SHORT TASK | Please recast the lines of the records below as a JSON list of strings, one string per line, with blank lines left out. Leave the pictures out of the list.

========================================================================

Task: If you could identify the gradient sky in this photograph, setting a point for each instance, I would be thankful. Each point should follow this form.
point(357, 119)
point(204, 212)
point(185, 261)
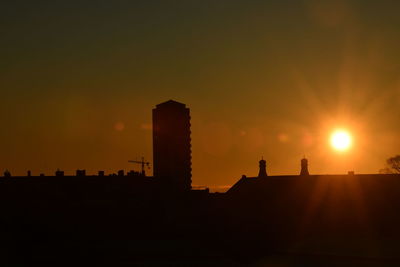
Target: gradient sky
point(78, 80)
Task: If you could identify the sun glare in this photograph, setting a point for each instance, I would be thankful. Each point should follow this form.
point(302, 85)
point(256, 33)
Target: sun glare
point(340, 140)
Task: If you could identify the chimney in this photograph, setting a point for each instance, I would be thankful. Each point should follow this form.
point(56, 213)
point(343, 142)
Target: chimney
point(59, 173)
point(80, 172)
point(304, 167)
point(263, 168)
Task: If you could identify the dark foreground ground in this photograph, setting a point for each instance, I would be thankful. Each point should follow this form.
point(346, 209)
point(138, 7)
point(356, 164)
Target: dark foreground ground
point(97, 221)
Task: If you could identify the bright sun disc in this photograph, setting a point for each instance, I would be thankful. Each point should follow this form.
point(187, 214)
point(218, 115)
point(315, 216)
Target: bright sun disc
point(340, 140)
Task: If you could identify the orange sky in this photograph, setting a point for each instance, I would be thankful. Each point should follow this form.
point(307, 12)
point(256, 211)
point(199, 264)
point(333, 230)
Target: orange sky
point(78, 83)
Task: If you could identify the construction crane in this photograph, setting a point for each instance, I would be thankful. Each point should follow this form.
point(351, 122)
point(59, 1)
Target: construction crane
point(143, 163)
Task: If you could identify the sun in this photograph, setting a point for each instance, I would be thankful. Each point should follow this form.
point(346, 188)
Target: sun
point(341, 140)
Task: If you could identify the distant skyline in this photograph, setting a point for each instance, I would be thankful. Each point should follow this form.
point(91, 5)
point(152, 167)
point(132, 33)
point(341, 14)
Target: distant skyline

========================================================================

WRITTEN SOLUTION |
[
  "Task: If you could identify the gradient sky in this photograph, setting a point for each instance, I would be thankful. Each point should follow this form.",
  "point(357, 119)",
  "point(204, 212)",
  "point(185, 261)",
  "Target: gradient sky",
  "point(78, 80)",
  "Task: If you could identify the sun glare in this photograph, setting a point for each instance, I would be thankful. Each point should follow this form.",
  "point(302, 85)",
  "point(256, 33)",
  "Target: sun glare",
  "point(340, 140)",
  "Task: If you could identify the chimney in this photograph, setting a point for each instance, I would be thankful. Each point should follow this form.",
  "point(56, 213)",
  "point(343, 142)",
  "Target: chimney",
  "point(59, 173)",
  "point(80, 172)",
  "point(304, 167)",
  "point(263, 168)",
  "Task: If you could identify the dark foreground ground in this photograph, setting a point for each instance, I would be thankful. Each point should follow this form.",
  "point(346, 209)",
  "point(138, 7)",
  "point(356, 164)",
  "Target: dark foreground ground",
  "point(97, 221)",
  "Task: If you could identify the bright sun disc in this photograph, setting a point for each instance, I would be thankful. Each point should follow this form.",
  "point(187, 214)",
  "point(218, 115)",
  "point(315, 216)",
  "Target: bright sun disc",
  "point(340, 140)",
  "Task: If you could identify the orange sky in this photograph, setting a point for each instance, I would be thankful. Each point should follow this form.",
  "point(307, 12)",
  "point(256, 211)",
  "point(199, 264)",
  "point(333, 230)",
  "Target: orange sky",
  "point(78, 83)",
  "Task: If you could identify the construction crane in this photograph, setting a point for each instance, I would be thankful. Each point should follow this form.",
  "point(351, 122)",
  "point(59, 1)",
  "Target: construction crane",
  "point(143, 163)",
  "Task: If you could identify the sun in this photograph, setting a point for each instance, I would be thankful. Each point should follow this form.",
  "point(346, 188)",
  "Target: sun",
  "point(341, 140)",
  "Task: If you could identify the distant skyline in this photograph, setting a point for each instance, I would be thankful. Each point should follow this form.",
  "point(91, 5)",
  "point(152, 167)",
  "point(132, 33)",
  "point(341, 14)",
  "Target: distant skyline"
]